• Dataset rows
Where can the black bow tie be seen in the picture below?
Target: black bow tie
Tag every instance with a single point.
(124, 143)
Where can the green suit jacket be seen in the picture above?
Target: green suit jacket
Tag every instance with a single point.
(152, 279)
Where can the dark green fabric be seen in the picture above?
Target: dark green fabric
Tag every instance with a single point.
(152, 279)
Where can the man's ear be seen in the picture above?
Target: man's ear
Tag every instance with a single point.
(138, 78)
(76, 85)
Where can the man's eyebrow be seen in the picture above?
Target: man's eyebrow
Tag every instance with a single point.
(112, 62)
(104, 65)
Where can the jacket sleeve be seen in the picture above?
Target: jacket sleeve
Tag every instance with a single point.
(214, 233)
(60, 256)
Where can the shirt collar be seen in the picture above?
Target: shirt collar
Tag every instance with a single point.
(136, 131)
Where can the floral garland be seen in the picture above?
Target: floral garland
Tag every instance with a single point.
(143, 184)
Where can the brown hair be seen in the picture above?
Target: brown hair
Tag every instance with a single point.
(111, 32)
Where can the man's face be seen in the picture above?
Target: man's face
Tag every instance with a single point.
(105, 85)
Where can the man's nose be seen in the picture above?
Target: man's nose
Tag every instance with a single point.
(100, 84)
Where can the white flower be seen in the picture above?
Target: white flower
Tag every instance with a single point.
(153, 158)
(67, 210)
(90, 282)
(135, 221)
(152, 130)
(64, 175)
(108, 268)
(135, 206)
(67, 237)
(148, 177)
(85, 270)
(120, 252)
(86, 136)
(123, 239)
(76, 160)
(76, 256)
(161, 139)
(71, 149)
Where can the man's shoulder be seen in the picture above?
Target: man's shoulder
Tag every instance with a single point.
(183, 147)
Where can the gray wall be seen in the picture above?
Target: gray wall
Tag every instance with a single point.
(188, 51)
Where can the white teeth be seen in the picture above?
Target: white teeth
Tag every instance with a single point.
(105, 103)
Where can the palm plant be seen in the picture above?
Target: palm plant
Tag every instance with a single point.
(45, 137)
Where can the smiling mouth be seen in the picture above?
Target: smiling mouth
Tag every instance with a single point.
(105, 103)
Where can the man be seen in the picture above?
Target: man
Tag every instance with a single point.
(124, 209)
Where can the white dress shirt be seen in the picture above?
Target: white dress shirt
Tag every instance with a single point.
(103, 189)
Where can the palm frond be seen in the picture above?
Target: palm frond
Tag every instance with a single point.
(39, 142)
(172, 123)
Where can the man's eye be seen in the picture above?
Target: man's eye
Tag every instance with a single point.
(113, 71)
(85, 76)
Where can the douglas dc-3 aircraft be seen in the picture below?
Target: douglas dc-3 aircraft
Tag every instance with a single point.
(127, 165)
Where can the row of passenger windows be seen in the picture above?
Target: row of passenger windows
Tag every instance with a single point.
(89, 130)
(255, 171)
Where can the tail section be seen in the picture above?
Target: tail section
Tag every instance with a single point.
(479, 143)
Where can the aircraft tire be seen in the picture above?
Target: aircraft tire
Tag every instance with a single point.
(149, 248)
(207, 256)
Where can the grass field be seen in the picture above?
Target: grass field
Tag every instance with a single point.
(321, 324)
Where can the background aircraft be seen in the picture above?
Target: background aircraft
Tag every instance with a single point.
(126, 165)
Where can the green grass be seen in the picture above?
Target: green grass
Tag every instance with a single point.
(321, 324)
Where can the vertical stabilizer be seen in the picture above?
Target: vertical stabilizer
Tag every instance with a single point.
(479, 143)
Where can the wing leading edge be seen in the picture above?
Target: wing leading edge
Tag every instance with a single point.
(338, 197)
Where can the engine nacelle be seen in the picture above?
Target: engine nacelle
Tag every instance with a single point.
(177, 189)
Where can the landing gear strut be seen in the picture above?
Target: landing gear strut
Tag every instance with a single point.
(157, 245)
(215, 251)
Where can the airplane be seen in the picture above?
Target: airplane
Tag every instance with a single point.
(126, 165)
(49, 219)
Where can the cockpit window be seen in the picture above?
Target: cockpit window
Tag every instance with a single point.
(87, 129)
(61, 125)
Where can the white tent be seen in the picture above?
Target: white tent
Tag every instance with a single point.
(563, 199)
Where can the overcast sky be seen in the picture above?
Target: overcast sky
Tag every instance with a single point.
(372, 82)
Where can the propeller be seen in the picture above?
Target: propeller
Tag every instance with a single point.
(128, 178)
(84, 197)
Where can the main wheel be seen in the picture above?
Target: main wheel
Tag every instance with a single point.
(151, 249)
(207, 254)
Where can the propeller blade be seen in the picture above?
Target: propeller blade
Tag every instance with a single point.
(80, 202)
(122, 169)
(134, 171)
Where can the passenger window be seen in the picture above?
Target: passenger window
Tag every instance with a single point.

• Goal
Copy out every row above word for word, with each line unchanged and in its original order.

• Solved exercise
Where can the black bow tie be seen in the picture below?
Target: black bow tie
Tag every instance with a single point.
(124, 143)
Where can the green suit jacket be seen in the picture above?
Target: green suit jacket
Tag every instance with a single point.
(152, 279)
Where can the dark green fabric be seen in the picture above?
Target: dark green fabric
Tag every instance with a single point.
(152, 279)
Where can the man's ear be seen in the picture above?
Target: man's ear
Tag every instance with a single point.
(138, 78)
(76, 85)
Where can the man's eyebrow be seen in the picture above?
Target: man's eyebrow
Tag every instance with a single point.
(112, 62)
(104, 65)
Where can the jacket sleeve be seen in the picture above?
Target: jacket sleeve
Tag every instance with a single point.
(214, 233)
(60, 256)
Where can the shirt collar be seen in the picture above?
Target: shirt collar
Tag every instance with a single point.
(136, 131)
Where can the floral garland be seen in the picture above?
Target: floral garland
Tag every instance with a single point.
(143, 184)
Where can the brown hair be seen in the picture above?
Target: brown hair
Tag every instance with a single point.
(111, 32)
Where can the man's face be seen in the picture above?
Target: man's face
Tag every instance with a single point.
(105, 85)
Where can the man's nose be seen in the picture above?
Target: man's nose
Tag every instance with a single point.
(100, 84)
Where can the white flower be seen in the picture above?
Target: white flower
Tag every instance with a single point.
(153, 158)
(67, 210)
(90, 282)
(135, 221)
(152, 130)
(64, 175)
(108, 268)
(135, 206)
(67, 237)
(148, 177)
(85, 270)
(120, 252)
(86, 136)
(123, 239)
(76, 160)
(76, 256)
(161, 139)
(71, 149)
Where can the man's shoulder be seen in the picture above?
Target: man's shoulder
Tag every instance with a single point.
(183, 147)
Where can the gray wall be seen in the picture above?
Target: gray wall
Tag every instance with a single point.
(188, 51)
Where can the white teeth be seen in the picture above?
Target: white teeth
Tag every instance with a single point.
(105, 103)
Where can the palm plant be seen in the picture above?
Target: palm plant
Tag every instance with a single point.
(45, 137)
Where can the smiling mouth be seen in the picture above?
Target: smiling mouth
Tag every instance with a single point.
(105, 103)
Where can the man be seen in the picture above?
Target: man
Tag every instance with a single point.
(124, 209)
Where can the white dress shirt be seen in the picture above?
Target: white dress shirt
Tag every instance with a single point.
(103, 189)
Where can the palm frond be seen in the picture above?
Target: palm frond
Tag every instance with a single point.
(39, 142)
(172, 123)
Where can the man's eye be seen in the picture above?
Target: man's eye
Tag every instance with a single point.
(113, 71)
(85, 76)
Where can the douglas dc-3 aircraft be seen in the picture below?
Target: douglas dc-3 aircraft
Tag every instance with a single point.
(127, 165)
Where can the row of passenger windows be seen in the picture above?
Target: row of passenger windows
Tag every instance with a single point.
(89, 130)
(255, 171)
Where can the tail section be seen in the picture above?
Target: tail section
Tag every instance with a single point.
(479, 143)
Where can the aircraft tire be seen in the picture above?
Target: aircraft tire
Tag every instance with a single point.
(149, 248)
(207, 256)
Where can the grass field be seen in the picture above?
Target: grass field
Tag every instance with a single point.
(321, 324)
Where can the background aircraft be seen in the picture above?
Target: background aircraft
Tag every instance with a single point.
(126, 165)
Where can the green grass be seen in the picture above?
Target: green grass
Tag every instance with a single point.
(321, 324)
Where can the vertical stabilizer be seen in the picture above?
Target: vertical stabilizer
Tag every instance with a single point.
(479, 143)
Where can the wing leading edge be seen in the picture above?
Target: wing leading edge
Tag every instance with a single point.
(338, 197)
Where can the engine nacelle be seen in the picture above?
Target: engine nacelle
Tag every instance with a single point.
(177, 189)
Where can the landing gear strut be seen in the picture above?
Target: landing gear strut
Tag every instance with a single point.
(157, 245)
(215, 251)
Where can the airplane be seen in the picture above?
Target: airplane
Tag every instance with a single point.
(126, 165)
(49, 219)
Where can the cockpit window be seen in the picture above?
Target: cockpit window
Tag every instance with a single point.
(87, 129)
(61, 125)
Where can the white tent be seen in the picture above?
Target: white tent
Tag every instance with a single point.
(563, 199)
Where can the overcast sky be seen in the picture above?
Target: overcast sky
Tag every instance with a single point.
(372, 82)
Where can the propeller be seen in the picture above?
Target: propeller
Tag every instance with a single point.
(128, 178)
(84, 197)
Where can the main wheel be seen in the picture above?
Target: main wheel
Tag every instance with a single point.
(151, 249)
(207, 254)
Where can the propeller blade be seen in the picture above?
Target: propeller blade
Tag every instance with a single point.
(80, 202)
(122, 169)
(134, 171)
Where can the passenger window be seen in the picture above?
Target: passenger window
Tag every instance with a single point.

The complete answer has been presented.